Prompt: With no images included, output each entry below exactly as it appears.

Segment Start: Supplied material

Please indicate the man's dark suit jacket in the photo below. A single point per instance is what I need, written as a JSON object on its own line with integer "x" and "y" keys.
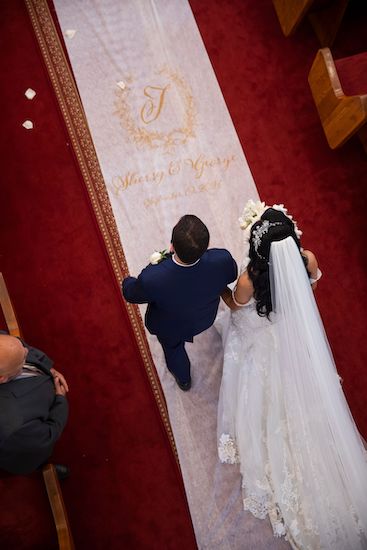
{"x": 32, "y": 417}
{"x": 182, "y": 301}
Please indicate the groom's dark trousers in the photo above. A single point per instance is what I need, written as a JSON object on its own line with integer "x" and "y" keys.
{"x": 182, "y": 301}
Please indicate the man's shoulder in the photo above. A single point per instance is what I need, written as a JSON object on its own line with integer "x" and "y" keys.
{"x": 152, "y": 270}
{"x": 11, "y": 418}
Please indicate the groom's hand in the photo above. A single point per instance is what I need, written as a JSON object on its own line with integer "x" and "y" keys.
{"x": 227, "y": 296}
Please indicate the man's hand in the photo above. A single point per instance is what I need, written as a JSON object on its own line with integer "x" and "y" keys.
{"x": 61, "y": 386}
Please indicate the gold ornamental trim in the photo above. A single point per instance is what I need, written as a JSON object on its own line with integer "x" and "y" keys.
{"x": 74, "y": 117}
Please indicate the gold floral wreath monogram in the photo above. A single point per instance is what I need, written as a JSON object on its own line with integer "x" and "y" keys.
{"x": 154, "y": 99}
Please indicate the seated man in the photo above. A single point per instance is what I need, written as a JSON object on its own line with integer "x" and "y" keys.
{"x": 33, "y": 407}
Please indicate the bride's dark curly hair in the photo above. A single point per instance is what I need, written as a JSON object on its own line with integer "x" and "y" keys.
{"x": 258, "y": 267}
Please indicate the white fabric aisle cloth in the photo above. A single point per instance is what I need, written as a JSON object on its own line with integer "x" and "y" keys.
{"x": 167, "y": 146}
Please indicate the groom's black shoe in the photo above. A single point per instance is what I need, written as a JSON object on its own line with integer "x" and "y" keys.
{"x": 184, "y": 386}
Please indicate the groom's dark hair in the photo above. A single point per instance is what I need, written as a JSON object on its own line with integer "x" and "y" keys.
{"x": 190, "y": 238}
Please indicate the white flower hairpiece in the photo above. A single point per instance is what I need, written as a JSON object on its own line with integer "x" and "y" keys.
{"x": 251, "y": 213}
{"x": 157, "y": 257}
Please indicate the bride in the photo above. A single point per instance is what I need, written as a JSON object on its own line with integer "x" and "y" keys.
{"x": 282, "y": 413}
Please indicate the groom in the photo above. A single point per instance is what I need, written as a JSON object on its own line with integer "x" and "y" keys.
{"x": 182, "y": 292}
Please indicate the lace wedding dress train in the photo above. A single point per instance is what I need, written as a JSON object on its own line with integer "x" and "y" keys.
{"x": 284, "y": 418}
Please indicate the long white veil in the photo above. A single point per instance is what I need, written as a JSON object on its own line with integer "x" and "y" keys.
{"x": 323, "y": 453}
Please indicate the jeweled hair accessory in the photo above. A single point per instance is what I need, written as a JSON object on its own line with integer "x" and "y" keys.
{"x": 258, "y": 234}
{"x": 253, "y": 211}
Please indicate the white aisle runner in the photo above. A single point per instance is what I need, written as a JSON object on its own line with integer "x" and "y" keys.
{"x": 167, "y": 147}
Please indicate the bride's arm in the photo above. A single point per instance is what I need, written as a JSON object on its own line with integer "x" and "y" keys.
{"x": 241, "y": 294}
{"x": 312, "y": 267}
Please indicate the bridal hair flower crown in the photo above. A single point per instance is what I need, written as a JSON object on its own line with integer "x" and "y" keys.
{"x": 253, "y": 211}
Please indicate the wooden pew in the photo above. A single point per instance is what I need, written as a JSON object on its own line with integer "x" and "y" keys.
{"x": 50, "y": 478}
{"x": 339, "y": 90}
{"x": 325, "y": 16}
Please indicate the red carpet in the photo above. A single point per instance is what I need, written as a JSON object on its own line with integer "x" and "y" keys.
{"x": 125, "y": 490}
{"x": 263, "y": 77}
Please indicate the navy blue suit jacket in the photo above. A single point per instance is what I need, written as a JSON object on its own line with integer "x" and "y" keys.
{"x": 182, "y": 301}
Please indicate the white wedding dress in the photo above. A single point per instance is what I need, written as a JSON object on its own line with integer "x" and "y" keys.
{"x": 284, "y": 418}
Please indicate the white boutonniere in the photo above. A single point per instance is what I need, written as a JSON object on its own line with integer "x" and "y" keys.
{"x": 157, "y": 257}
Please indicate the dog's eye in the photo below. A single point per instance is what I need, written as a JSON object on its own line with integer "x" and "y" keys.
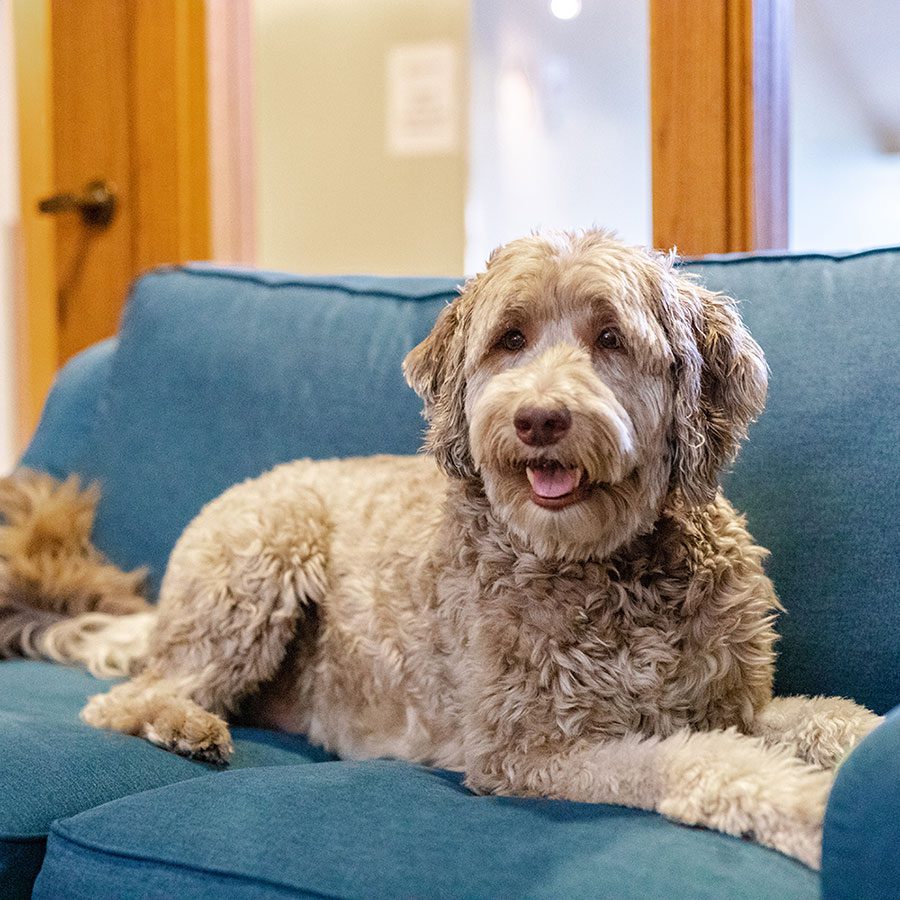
{"x": 609, "y": 339}
{"x": 513, "y": 340}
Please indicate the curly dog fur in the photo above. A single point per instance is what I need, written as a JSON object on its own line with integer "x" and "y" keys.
{"x": 557, "y": 599}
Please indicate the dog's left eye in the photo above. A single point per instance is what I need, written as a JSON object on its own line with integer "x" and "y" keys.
{"x": 513, "y": 340}
{"x": 609, "y": 339}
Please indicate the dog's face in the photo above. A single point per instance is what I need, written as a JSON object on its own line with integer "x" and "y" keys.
{"x": 583, "y": 382}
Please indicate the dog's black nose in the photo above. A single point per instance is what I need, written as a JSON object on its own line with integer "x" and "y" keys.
{"x": 540, "y": 427}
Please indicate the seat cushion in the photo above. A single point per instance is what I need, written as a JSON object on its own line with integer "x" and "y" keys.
{"x": 53, "y": 765}
{"x": 389, "y": 829}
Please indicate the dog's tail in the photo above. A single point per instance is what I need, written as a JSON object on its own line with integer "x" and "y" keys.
{"x": 60, "y": 598}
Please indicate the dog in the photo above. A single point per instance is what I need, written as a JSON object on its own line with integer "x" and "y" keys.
{"x": 556, "y": 598}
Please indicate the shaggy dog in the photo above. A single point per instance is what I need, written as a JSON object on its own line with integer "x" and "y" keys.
{"x": 556, "y": 599}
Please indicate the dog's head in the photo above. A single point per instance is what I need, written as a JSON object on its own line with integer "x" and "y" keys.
{"x": 586, "y": 382}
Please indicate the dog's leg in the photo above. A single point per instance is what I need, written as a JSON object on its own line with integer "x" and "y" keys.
{"x": 820, "y": 730}
{"x": 718, "y": 779}
{"x": 238, "y": 585}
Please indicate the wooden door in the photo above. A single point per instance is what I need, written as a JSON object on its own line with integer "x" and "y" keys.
{"x": 111, "y": 90}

Segment End: Supplied material

Exercise answer:
Please indicate the man's dark suit jacket in the photo below. A single point per instance is what I need, written as a JSON object on its own line with integer "x" and "y" keys.
{"x": 32, "y": 417}
{"x": 182, "y": 301}
Please indicate the groom's dark trousers in the photo above. A single point per instance is what I need, written as a JSON object on its own line with integer "x" and "y" keys.
{"x": 182, "y": 301}
Please indicate the man's shoulder in the photo above. A single point per instance is what I need, written as a JSON object on its own line with integer "x" and "y" keys.
{"x": 152, "y": 270}
{"x": 11, "y": 418}
Please indicate the groom's hand in the photo above. A single point per instance is what I need, written as a JSON object on its own line with integer "x" and "y" keys.
{"x": 227, "y": 296}
Please indicate the man's hand in the photo above. A single point per instance is what I need, written as a JSON object on its own line with integer "x" and "y" keys.
{"x": 61, "y": 386}
Please indicate the gold ornamental trim in the photo above. A single point per instance is what I need, written as a JSON object on its own line with integer "x" and "y" keys.
{"x": 74, "y": 117}
Please indicate the gold floral wreath monogram in the photo above. A single point per instance is what I need, written as a JSON object on its own line with integer "x" and "y" keys.
{"x": 154, "y": 99}
Please indicate the seated man in the photo above. A single point per instance is what I need, written as a JSON object on its own line with integer "x" and "y" keys.
{"x": 33, "y": 407}
Please indicate the bride's dark curly hair in the photo above. A single point per instance is what I need, written as a JSON object on its own line with integer "x" and "y" keys.
{"x": 258, "y": 267}
Please indicate the white fabric aisle cloth in the photo above. A single point per instance is what I need, written as a JSON object on its own line with integer "x" and "y" keys.
{"x": 167, "y": 146}
Please indicate the groom's black shoe in the photo above. A single point per instance is what I need, written as a JSON object on its own line with integer "x" and "y" keys.
{"x": 184, "y": 386}
Please indicate the groom's dark hair in the photo above. A single point per instance is what I need, written as a JSON object on its own line with integer "x" and "y" keys.
{"x": 190, "y": 238}
Please indicate the white flower hairpiece in the photo above. A single point per instance is what I need, written as a JSON object on its own line with integer "x" and "y" keys.
{"x": 251, "y": 213}
{"x": 157, "y": 257}
Please indicate the bride in the photo above. A single point per instance is what I need, written as a JSON object on its own line with integer "x" and "y" keys.
{"x": 282, "y": 413}
Please indicate the groom in the photo above. A single point per instance is what I need, written as a JSON object on its own line with integer "x" and "y" keys.
{"x": 182, "y": 292}
Please indicate the lace wedding dress train in the photo above. A single point per instance is what I need, written as a JSON object on its own line with integer "x" and "y" keys.
{"x": 284, "y": 418}
Please indicate the long white veil in the photo above. A single point per instance is what I need, written as a JSON object on its own line with integer "x" and "y" keys.
{"x": 323, "y": 453}
Please indicate the jeweled hair accessory in the photo above. A single point per instance is what I need, written as a JSON object on its own line with integer "x" and "y" keys.
{"x": 258, "y": 234}
{"x": 253, "y": 211}
Please indicate the white aisle runner in the photo above. A single point per instance is what I need, written as a JSON object on its own line with integer "x" and "y" keys.
{"x": 167, "y": 147}
Please indicate the bride's arm in the photo above. A single point per instance is what I need, written as a JSON object on its own line with integer "x" and "y" keys.
{"x": 241, "y": 294}
{"x": 312, "y": 267}
Please indicate the bridal hair flower crown in the photo above. A single point per instance is what I need, written as a JSON object on its own line with integer "x" and "y" keys.
{"x": 253, "y": 211}
Please indicate the wooden pew in the photo above. A single point per instance is what I need, written as a JSON object on its own line with integer "x" and "y" keys.
{"x": 50, "y": 478}
{"x": 339, "y": 90}
{"x": 325, "y": 16}
Please indicate the red carpet in the photo above. A single point per instance is what I need, written as a JSON object on its own line with integer "x" and "y" keys.
{"x": 125, "y": 490}
{"x": 263, "y": 77}
Please indicate the navy blue suit jacket in the photo above. A single point per instance is what I need, written as a JSON object on its own line with integer "x" and "y" keys.
{"x": 182, "y": 301}
Please indicate the white wedding dress in the photo above. A single point per instance is what I need, written as a JSON object on its own line with integer "x" and "y" keys.
{"x": 284, "y": 418}
Please indicate the white boutonniere in the photo above. A single point per instance is what I need, written as a JSON object on its own line with integer "x" and "y" keys.
{"x": 157, "y": 257}
Please indicate the dog's eye in the photo below. A single point per instance is what I need, written as a JSON object on its own line with integer "x" and "y" keys.
{"x": 609, "y": 339}
{"x": 513, "y": 340}
Please indicate the curly dog fur in the photo above. A single point per instance is what I need, written as a JSON object on its own line with integer "x" and "y" keys.
{"x": 557, "y": 599}
Please indicate the dog's left eye in the photo above. A single point per instance is what I need, written as a JSON object on its own line with integer "x" and "y" keys.
{"x": 513, "y": 340}
{"x": 609, "y": 339}
Please indicate the dog's face in the photo above. A single point per instance is what I need, written as a JSON object on its own line with integer "x" and "y" keys.
{"x": 583, "y": 382}
Please indicate the dog's black nose in the photo above. A single point per instance is what I need, written as a JSON object on its own line with integer "x" and "y" keys.
{"x": 540, "y": 427}
Please indicate the seat cushion in the photo above. A single point per instance is what I need, written as a JSON object on its own line with integer "x" and "y" keys.
{"x": 53, "y": 765}
{"x": 389, "y": 829}
Please indicate the dog's tail in the photo above. A single point per instance is what I need, written as a JSON object on its own line with integer "x" and "y" keys.
{"x": 60, "y": 598}
Please indicate the dog in the photo above. A single point per instance is what I need, written as a JSON object on its own line with integer "x" and "y" keys.
{"x": 556, "y": 598}
Please indicate the shaggy dog in the photo above. A single point per instance is what I need, written as a JSON object on its own line with integer "x" and "y" keys.
{"x": 556, "y": 599}
Please indicate the dog's head in the photo above. A single point per instance is what I need, written as a JSON object on its own line with integer "x" and "y" keys.
{"x": 586, "y": 382}
Please indicate the dog's leg in the photo above. A single point per instance is what I need, written as a JSON object on its own line with integer "x" and "y" keys.
{"x": 820, "y": 730}
{"x": 718, "y": 779}
{"x": 238, "y": 585}
Please indicate the wooden door in the photo above. A single point per instance is what I need, written as a JSON object on its own line with integer "x" and "y" keys.
{"x": 111, "y": 90}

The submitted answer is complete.